Le naufrage du langoustier Dixmude

 

 

UN DRAME DE LA MER

       Le langoustier Dixmude, de Camaret, fait naufrage sur les récifs du Guesde

      QUATRE HOMMES DISPARUS  -  LA NUIT TRAGIQUE DU MOUSSE ET DU NOVICE

 

Camaret, 6. — Le Dixmude, l'un des plus beaux sloops langoustiers de la flotille de Camaret, levait l'ancre, dimanche soir, pour aller mouiller ses casiers dans les parages de l'île de Sein.

A 21 heures, grand'voile, trinquette et foc au vent, le Dixmude prenait le large, ayant à bord : le patron Yves Morvan, 30 ans, de Camaret ; Joseph Le Berre, 28 ans, de Kermeur; Jean Kerdreux, 28 ans, de Camaret ; Jean Drévillon, 24 ans, de Brégoulou; Pierre Ménesguen, 18 ans, de Kerdreux, et Pierre Quintric, 14 ans 1/2, de Lesteven, près Morgat.

· · ·

**À FAIRE**
1: Nommez chacune des personnes qui se trouvaient à bord du Dixmude lorsqu'il a pris le large, d'après le récit du naufrage.
2: Reproduisez fidèlement le passage du récit du naufrage allant de « Camaret, 6. — » à « Lesteven, près Morgat. ».

**Enregistrements sources**
· · ·

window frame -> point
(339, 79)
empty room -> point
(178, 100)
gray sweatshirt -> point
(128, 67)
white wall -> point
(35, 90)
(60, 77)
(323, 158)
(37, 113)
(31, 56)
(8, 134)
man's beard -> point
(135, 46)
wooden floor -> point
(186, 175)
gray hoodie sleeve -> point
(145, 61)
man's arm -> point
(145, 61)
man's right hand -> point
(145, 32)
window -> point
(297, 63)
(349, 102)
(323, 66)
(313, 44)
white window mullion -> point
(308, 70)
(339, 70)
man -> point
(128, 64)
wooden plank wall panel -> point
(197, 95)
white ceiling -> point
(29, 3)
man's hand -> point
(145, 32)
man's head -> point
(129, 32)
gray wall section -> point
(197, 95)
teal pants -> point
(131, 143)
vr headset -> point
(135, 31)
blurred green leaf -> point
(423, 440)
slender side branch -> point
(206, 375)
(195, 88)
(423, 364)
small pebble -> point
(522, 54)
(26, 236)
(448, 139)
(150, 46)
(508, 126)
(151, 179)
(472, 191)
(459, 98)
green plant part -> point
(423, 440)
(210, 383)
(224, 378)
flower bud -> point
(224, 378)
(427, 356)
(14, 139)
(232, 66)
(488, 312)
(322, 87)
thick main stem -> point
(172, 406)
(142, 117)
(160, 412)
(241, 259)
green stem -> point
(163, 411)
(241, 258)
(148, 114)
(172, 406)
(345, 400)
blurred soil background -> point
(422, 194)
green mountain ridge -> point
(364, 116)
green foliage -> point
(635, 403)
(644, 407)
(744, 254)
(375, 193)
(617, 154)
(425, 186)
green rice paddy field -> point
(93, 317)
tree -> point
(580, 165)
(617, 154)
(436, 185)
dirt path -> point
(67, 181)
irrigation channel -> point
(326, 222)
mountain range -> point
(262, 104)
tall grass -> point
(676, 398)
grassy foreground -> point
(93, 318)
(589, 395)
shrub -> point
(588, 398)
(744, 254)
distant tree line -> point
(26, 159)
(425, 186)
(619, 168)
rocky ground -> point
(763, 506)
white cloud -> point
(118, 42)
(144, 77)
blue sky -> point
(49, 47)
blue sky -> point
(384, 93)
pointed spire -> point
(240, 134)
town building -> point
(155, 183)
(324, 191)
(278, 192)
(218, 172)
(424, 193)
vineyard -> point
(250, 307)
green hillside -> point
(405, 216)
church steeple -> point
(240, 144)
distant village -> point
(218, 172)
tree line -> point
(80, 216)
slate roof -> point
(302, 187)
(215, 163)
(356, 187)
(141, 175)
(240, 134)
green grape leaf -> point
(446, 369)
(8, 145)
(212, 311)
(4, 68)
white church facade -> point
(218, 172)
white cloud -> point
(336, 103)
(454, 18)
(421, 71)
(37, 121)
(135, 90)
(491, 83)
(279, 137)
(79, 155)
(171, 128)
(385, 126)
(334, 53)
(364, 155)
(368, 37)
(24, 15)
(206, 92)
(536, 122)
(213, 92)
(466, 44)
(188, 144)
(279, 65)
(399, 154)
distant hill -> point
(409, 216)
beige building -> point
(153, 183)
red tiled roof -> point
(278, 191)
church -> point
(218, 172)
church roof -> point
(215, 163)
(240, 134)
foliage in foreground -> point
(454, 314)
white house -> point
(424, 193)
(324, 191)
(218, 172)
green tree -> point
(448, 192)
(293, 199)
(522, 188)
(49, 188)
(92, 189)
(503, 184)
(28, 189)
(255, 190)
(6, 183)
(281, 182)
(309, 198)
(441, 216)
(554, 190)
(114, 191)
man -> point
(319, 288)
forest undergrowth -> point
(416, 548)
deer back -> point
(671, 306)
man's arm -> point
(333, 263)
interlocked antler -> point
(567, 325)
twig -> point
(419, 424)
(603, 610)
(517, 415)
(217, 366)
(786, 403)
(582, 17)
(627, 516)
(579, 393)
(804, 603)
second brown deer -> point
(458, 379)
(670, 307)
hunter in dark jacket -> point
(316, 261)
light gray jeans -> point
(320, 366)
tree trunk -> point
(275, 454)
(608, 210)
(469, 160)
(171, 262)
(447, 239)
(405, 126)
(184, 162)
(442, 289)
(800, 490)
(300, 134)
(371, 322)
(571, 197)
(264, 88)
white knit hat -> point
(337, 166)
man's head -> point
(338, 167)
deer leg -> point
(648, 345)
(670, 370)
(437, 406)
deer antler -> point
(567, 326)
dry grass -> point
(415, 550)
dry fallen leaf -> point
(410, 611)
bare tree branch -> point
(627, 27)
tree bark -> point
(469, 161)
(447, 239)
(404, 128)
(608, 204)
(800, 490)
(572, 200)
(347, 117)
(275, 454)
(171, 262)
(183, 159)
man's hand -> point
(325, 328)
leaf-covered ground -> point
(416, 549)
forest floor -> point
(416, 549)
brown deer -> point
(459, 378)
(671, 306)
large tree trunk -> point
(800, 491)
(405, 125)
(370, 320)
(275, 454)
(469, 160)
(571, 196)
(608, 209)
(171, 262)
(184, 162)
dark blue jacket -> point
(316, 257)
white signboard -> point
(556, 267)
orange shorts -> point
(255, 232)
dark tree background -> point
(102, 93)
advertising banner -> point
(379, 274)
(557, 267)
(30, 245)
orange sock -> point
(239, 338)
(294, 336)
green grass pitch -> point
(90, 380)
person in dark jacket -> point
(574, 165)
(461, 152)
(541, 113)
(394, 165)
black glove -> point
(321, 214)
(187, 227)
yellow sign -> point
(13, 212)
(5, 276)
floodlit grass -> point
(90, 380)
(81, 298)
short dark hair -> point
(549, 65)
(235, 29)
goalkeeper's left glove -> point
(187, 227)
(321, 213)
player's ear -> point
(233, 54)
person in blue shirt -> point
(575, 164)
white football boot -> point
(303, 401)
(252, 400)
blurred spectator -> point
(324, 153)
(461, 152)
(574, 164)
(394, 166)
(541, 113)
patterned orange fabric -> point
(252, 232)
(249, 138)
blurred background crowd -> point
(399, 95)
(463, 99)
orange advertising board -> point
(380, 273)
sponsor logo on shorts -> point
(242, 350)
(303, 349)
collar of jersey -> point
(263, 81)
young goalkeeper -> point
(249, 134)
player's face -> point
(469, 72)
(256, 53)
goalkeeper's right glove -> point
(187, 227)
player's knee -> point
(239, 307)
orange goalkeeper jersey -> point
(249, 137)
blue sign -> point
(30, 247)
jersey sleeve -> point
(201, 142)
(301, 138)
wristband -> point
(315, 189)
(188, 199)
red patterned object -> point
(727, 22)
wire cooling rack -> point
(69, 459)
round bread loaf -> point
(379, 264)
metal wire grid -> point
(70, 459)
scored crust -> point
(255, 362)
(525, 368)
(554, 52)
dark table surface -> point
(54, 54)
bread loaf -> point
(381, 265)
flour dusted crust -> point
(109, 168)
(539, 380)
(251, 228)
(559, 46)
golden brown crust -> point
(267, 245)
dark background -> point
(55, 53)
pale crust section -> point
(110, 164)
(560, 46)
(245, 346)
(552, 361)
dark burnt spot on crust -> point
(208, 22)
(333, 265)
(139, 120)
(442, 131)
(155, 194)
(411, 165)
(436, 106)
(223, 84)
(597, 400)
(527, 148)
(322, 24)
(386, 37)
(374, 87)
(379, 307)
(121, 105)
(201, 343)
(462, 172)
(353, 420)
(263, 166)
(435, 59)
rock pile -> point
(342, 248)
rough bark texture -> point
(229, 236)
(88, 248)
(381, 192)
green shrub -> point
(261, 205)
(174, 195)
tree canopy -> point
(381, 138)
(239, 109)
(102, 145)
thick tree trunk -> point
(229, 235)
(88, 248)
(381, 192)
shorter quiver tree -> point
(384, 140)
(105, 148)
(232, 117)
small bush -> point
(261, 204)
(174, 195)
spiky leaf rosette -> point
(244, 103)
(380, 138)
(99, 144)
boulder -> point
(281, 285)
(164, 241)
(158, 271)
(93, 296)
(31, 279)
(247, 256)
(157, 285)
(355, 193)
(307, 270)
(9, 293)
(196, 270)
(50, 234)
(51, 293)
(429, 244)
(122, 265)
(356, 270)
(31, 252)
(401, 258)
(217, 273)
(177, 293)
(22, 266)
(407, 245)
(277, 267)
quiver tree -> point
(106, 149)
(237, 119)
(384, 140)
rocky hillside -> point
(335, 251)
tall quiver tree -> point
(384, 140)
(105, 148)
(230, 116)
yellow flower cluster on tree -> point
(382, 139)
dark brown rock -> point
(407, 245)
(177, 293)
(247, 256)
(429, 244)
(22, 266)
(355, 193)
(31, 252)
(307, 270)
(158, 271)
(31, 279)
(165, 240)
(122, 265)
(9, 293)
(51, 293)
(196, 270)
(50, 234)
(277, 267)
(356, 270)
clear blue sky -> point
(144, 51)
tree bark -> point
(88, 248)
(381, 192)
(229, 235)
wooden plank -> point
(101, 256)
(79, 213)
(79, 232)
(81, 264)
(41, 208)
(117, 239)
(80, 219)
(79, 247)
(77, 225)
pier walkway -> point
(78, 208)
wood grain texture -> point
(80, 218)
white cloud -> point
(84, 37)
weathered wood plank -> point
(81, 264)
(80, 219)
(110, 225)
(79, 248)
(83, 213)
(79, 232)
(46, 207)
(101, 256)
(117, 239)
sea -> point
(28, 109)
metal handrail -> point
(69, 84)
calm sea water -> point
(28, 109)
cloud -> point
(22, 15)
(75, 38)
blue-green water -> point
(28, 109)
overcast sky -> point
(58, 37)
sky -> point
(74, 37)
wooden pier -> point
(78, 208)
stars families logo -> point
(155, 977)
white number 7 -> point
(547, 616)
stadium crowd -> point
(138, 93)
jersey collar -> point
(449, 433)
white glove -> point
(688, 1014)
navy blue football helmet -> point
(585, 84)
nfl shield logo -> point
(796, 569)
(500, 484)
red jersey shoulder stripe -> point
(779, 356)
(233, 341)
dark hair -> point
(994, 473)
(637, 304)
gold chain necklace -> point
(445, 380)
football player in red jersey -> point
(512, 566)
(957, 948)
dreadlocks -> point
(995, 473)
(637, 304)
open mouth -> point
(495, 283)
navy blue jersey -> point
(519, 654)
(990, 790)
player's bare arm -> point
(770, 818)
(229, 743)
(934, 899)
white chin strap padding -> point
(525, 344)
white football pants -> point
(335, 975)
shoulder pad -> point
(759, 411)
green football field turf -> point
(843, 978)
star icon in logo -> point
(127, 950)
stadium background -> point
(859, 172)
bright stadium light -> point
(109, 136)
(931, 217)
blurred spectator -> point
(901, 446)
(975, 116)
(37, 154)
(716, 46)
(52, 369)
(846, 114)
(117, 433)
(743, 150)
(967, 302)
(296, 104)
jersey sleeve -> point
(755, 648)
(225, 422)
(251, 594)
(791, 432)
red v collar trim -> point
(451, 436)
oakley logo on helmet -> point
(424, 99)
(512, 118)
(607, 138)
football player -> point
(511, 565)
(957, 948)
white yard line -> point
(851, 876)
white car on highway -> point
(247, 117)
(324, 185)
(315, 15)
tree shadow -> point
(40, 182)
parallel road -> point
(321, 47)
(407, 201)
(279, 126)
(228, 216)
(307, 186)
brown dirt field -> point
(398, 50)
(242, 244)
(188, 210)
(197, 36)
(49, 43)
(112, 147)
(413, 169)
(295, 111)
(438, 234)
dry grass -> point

· · ·

**RÉSULTATS ATTENDUS**
1: Yves Morvan, Joseph Le Berre, Jean Kerdreux, Jean Drévillon, Pierre Ménesguen, Pierre Quintric

2:
Camaret, 6. — Le Dixmude, l'un des plus beaux sloops langoustiers de la flotille de Camaret, levait l'ancre, dimanche soir, pour aller mouiller ses casiers dans les parages de l'île de Sein.

A 21 heures, grand'voile, trinquette et foc au vent, le Dixmude prenait le large, ayant à bord : le patron Yves Morvan, 30 ans, de Camaret ; Joseph Le Berre, 28 ans, de Kermeur; Jean Kerdreux, 28 ans, de Camaret ; Jean Drévillon, 24 ans, de Brégoulou; Pierre Ménesguen, 18 ans, de Kerdreux, et Pierre Quintric, 14 ans 1/2, de Lesteven, près Morgat.